**Source extract:**
He told The Irish Times on Friday that the company “would be looking to sustain” an annual dividend over the coming years “in and around” the €35 million. Have investors really started to factor this in yet?

Reserves

Last year’s profit figure was helped by a number of factors. The biggest of these was the freeing up of €63 million of reserves that had been set aside in previous years for claims that had turned out to not be to be as expensive as feared.

Such releases have been a noisy factor in FBD's results in recent times. And, to some extent, it's the flip side of an increased cautiousness when making initial estimates on claims – ever since the group needed a €70 million bailout-bond investment from Canada's Fairfax Financial in 2015 as the entire Irish general insurance industry was dealing with large losses.

Earnings were also boosted by lower levels of accidents and relatively benign weather last year. Even Storm Barra in December only resulted in €4 million of claims costs.

The result was also helped as FBD released about €23 million of the €67 million it had previously set aside to cover its expected net costs from business-interruption claims from pubs.

You’ll remember that FBD, backed up by its own “strong” legal advice, had initially refused at the onset of Covid-19 in 2020 to acknowledge that its pubs policy, dating back three decades, covered its publican customers for losses as the pandemic forced the industry to pull down its collective shutters.

Four pub groups that challenged FBD’s decision won their case in February last year, setting a precedent for a wider group of more than 1,000 pubs and bars.

A further 200-page High Court judgment in January provided additional guidance on what is in scope when it comes to deciding final payments.

Mr Justice Denis McDonald ruled, for example, that FBD was on the hook for “partial” pub closures – including the closure of bar service counters and earlier closing hours – during the pandemic.

Assessing losses

It would be relatively straightforward to assess losses arising from early closing times – as tills give hourly reads and a comparison could be drawn with figures from 2019, before the crisis. Assessing losses from the closed bar counters has been altogether more difficult.

Much has been left by the court for FBD, the pubs and their legions of lawyers and advisers to work out. Still, the judge agreed when the case came before him again in the middle of last month that the best way to advance matters regarding quantum would be for the various sides’ experts to meet in the absence of solicitors and clients.

Ó Midheach said on Friday he hoped these experts would reach some sort of conclusion by the time all sides are due before the court again two days before St Patrick’s Day – and two years on from the start of the crisis.

While there had been speculation in some quarters at the time of the January ruling that the overall cost would go up for FBD and its reinsurers, Ó Midheach said the total figure had fallen from the last estimate – of €183 million – that was given in August. He wouldn’t say by how much, however, as that would give away how much his 17 reinsurers have agreed to shoulder.

In the meantime, pubs have had to make do with only €30 million of interim payments – and €11 million of compensation on foot of the Financial Services and Pensions Ombudsman finding last year that FBD had been dragging its heels on resolving the entire matter.

Some, in fairness to FBD, haven’t even started the process of making a claim – limiting what it has paid out.

It’s a safe bet that FBD’s shareholders will have banked the €35 million of dividends that are now coming their way long before all its pub policyholders are made whole.

**Source material:**
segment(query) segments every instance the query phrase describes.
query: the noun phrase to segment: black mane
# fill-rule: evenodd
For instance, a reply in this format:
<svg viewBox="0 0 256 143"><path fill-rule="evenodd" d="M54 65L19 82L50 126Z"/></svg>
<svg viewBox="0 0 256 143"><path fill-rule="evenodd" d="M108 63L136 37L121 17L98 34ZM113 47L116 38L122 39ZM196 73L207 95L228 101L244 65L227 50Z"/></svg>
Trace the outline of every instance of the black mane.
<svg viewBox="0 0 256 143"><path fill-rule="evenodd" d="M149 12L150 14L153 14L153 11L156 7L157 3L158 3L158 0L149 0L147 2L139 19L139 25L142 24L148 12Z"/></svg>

**Task statement:**
In the article on FBD's results, how much in claims costs did Storm Barra cause in December?

**Response to the task:**
€4 million